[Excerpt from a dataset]
* * *

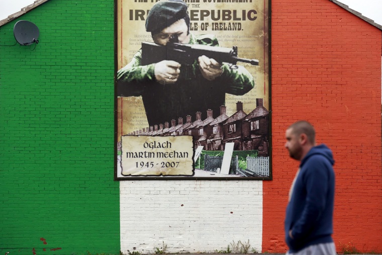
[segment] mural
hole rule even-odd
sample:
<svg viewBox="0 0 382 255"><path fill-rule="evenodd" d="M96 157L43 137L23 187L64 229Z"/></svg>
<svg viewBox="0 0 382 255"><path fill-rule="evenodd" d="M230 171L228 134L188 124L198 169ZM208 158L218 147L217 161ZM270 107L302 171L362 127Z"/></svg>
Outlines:
<svg viewBox="0 0 382 255"><path fill-rule="evenodd" d="M267 0L117 0L116 180L271 178Z"/></svg>

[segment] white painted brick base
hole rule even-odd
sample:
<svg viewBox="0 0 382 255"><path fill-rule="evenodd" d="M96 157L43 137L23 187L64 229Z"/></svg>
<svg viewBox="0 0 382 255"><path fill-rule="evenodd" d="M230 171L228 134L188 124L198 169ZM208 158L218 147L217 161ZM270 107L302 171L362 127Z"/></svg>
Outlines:
<svg viewBox="0 0 382 255"><path fill-rule="evenodd" d="M261 250L262 181L120 182L121 250L212 252L249 240ZM231 247L232 249L232 246Z"/></svg>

* * *

GOAL
Print every line of the entries above verbatim, omitting the pictures.

CORRECT RESULT
[segment] mural
hole rule even-odd
sample:
<svg viewBox="0 0 382 255"><path fill-rule="evenodd" d="M96 157L43 137L23 187L64 229Z"/></svg>
<svg viewBox="0 0 382 255"><path fill-rule="evenodd" d="M230 171L228 134L188 124L198 169ZM208 158L218 147L217 161ZM270 107L302 171L362 127Z"/></svg>
Outlines:
<svg viewBox="0 0 382 255"><path fill-rule="evenodd" d="M267 0L117 0L116 180L271 178Z"/></svg>

[segment] white painted brick base
hole rule even-odd
sample:
<svg viewBox="0 0 382 255"><path fill-rule="evenodd" d="M96 157L43 137L23 187L64 229Z"/></svg>
<svg viewBox="0 0 382 255"><path fill-rule="evenodd" d="M230 171L228 134L188 124L198 169ZM208 158L218 147L217 161ZM270 107L302 171L362 127Z"/></svg>
Outlines:
<svg viewBox="0 0 382 255"><path fill-rule="evenodd" d="M261 250L262 181L120 182L121 250L212 252L249 240ZM231 247L232 249L232 246Z"/></svg>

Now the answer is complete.